**Exercise text**
——————
Kodiak residents share experiences amid rise in bear visits to town


Two Kodiak groups teamed up and held a town hall meeting last weekend to solicit public opinion about bears in the community. It’s one of the first steps towards revising Fish and Game’s policies surrounding the furry critters. 

Summer is finally reaching Kodiak, and soon, bears will, too. The animals will soon be seen again around beaches and dumpsters. To promote better community behavior and revise policy, Kodiak Unified Bear Subcommittee and the borough’s Solid Waste Advisory Board teamed up to hear the public’s perception of bears.

Kodiak brown bear. (KMXT File Photo)

Larry Van Daele is the director of the Kodiak Brown Bear Trust and serves on both committees, but previously served as the bear biologist on the island for decades. He said interactions between humans and bears are more common than they used to be. 

“We do have more bears around here than we did 20 years ago, and people are much more tolerant than they were of bears 20 years ago,” he said. “But that being said, there needs to be better control of garbage and human foods so that bears can’t have access to it.” 

Van Daele said other issues the boards regularly see includes getting too close to bears or crowding areas after one is spotted and shared on social media. He said it’s common for folks to block roads to get better views of ursines around the archipelago. 

The meeting was attended by Fish and Game staff as well as people in waste management as they heard what the community wants and expects.
——————
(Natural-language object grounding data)

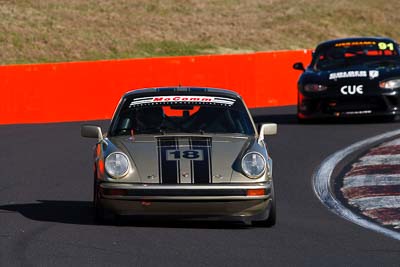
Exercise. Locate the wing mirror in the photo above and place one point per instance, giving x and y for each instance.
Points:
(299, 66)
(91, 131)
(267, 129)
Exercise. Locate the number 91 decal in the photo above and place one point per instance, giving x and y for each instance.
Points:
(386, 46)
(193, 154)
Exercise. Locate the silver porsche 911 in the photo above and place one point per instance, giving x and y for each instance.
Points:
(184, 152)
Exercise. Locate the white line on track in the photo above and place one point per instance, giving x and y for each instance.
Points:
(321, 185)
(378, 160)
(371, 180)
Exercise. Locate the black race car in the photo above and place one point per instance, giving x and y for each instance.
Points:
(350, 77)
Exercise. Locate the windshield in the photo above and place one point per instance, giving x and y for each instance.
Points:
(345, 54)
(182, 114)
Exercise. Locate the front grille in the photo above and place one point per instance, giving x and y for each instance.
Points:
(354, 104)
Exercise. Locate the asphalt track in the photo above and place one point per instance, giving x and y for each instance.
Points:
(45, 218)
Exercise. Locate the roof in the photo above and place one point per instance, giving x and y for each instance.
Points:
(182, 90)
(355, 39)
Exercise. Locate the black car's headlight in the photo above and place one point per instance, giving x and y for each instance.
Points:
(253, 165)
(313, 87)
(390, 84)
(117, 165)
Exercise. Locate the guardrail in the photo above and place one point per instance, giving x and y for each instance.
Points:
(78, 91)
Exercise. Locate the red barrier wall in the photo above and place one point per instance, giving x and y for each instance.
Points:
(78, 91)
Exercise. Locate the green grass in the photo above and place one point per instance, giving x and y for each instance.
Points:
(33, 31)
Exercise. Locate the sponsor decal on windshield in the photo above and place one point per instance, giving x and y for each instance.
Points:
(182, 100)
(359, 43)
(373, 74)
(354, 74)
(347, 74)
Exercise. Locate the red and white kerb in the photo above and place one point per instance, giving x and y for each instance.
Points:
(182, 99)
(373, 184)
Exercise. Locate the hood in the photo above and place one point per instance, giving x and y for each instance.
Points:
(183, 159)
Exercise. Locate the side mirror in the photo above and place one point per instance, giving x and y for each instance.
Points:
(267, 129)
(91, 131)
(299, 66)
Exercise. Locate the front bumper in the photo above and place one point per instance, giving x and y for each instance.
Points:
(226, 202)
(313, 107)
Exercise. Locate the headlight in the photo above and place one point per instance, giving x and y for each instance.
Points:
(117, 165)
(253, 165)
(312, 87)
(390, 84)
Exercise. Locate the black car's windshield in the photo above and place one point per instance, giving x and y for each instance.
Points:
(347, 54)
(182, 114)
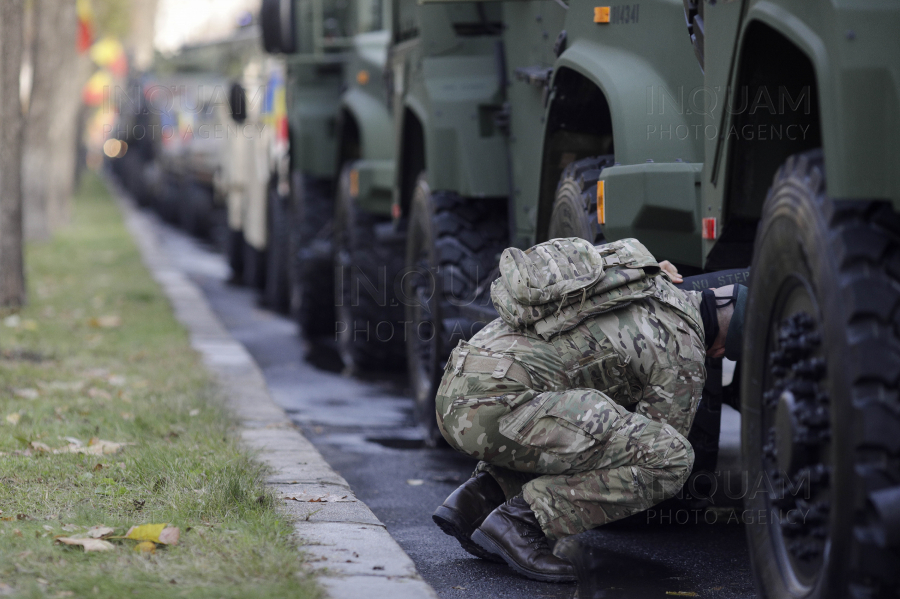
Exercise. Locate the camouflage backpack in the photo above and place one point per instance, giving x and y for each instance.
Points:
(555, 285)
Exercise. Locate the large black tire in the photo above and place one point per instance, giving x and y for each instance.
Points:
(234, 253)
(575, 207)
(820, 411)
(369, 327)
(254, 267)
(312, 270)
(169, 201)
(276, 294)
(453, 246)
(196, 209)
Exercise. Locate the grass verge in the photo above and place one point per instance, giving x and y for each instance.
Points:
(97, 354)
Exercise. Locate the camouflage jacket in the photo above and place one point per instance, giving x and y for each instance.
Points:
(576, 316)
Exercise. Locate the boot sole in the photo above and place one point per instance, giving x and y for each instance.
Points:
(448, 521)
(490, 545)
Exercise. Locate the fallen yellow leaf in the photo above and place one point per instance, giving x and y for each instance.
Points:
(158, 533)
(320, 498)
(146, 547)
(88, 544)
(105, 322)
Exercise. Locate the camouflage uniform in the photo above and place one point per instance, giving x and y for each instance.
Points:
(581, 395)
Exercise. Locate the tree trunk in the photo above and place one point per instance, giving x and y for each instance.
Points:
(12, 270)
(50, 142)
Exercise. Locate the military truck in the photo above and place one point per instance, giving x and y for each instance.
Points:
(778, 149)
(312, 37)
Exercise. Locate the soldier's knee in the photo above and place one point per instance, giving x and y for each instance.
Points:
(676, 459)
——————
**Assigned task A**
In the Kodiak bear article, what position does Larry Van Daele currently hold at the Kodiak Brown Bear Trust?
**Assigned task B**
Resume the Kodiak bear article after its final sentence.

**Final answer A**
He is its director.

**Final answer B**
“We had a variety of public members from folks that literally wanted to make this a no-bear-zone and kill every bear that comes near town to other people that felt it very important that we find ways to live with bears because they were here first,” Van Daele said. 

The Kodiak Unified Bear Subcommittee is under the Kodiak’s Fish and Game Advisory Committee. Van Daele said this weekend’s discussions will inform reports as they head up to the Board of Game, and could eventually affect the Kodiak Archipelago Bear Management and Conservation plan, which went into place in 2003.

“That plan is what they call a ‘living document,’ he said. “It wasn’t meant to be written and put on the shelf, it was meant to evolve. So we’re going to look at that plan and say ‘How best should we manage bears around the town?’ and after we evaluate that internally, then we’ll go out for another public meeting or a series of public meetings.”

Van Daele said the best practice for now is to make sure trash is properly stored until pickup, avoid blocking roads when viewing bears, and maintain a healthy distance from wildlife when possible.